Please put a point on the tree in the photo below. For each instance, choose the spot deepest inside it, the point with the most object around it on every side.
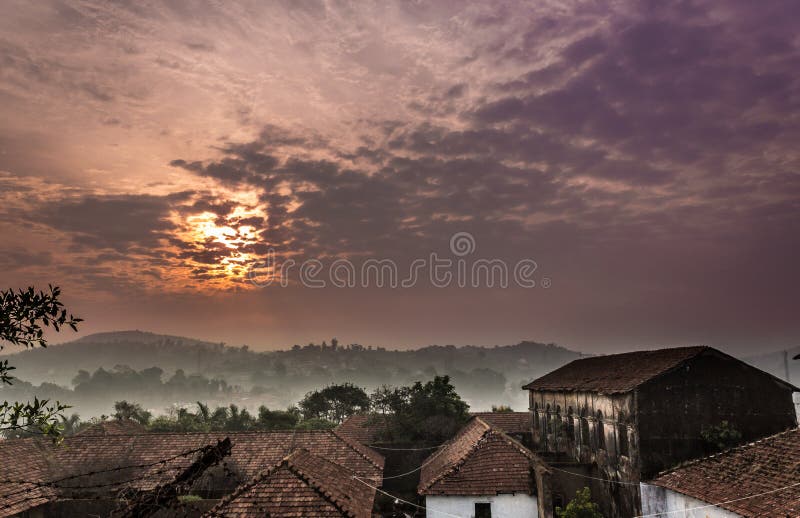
(24, 315)
(580, 507)
(430, 412)
(133, 411)
(334, 402)
(500, 409)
################
=== THE REQUEST ===
Revise the material above so that "photo" becomes "image", with everything else unchanged. Omit the pictures from your response.

=== FULL SOLUTION ===
Please put a point on the tree in the image below. For each instance, choose the spot deepest inside it, the point with the most object around it on every side.
(24, 315)
(580, 507)
(430, 412)
(133, 411)
(334, 402)
(500, 409)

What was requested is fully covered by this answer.